* WHAT TO WORK ON: Search the records for the string "cluster", then copy each line that has it.

Referring expression data
====
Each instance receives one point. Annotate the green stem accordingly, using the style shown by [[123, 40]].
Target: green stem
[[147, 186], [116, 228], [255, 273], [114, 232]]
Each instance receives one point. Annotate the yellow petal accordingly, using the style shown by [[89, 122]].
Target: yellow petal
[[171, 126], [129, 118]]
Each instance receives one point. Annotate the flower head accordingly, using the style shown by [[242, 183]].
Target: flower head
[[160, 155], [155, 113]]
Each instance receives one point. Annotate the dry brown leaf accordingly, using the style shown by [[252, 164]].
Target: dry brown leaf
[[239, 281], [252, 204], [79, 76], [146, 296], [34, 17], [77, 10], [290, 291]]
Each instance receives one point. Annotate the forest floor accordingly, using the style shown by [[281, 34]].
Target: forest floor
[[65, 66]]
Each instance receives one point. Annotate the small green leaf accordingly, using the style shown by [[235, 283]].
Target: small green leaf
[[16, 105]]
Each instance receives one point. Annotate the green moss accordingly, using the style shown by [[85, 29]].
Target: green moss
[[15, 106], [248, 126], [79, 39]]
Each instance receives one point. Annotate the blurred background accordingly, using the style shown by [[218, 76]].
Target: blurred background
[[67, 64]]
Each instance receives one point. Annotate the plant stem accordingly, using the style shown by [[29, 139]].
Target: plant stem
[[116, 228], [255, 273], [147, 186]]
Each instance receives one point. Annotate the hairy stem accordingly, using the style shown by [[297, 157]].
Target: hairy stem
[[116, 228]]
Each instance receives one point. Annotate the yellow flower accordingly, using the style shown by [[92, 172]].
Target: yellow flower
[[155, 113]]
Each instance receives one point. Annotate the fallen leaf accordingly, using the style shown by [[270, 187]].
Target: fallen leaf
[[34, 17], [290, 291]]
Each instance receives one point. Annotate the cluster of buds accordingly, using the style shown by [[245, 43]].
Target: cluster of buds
====
* YOUR RESPONSE:
Each instance receives one point. Annotate the cluster of buds accordingly, using the style shown by [[245, 43]].
Target: cluster of buds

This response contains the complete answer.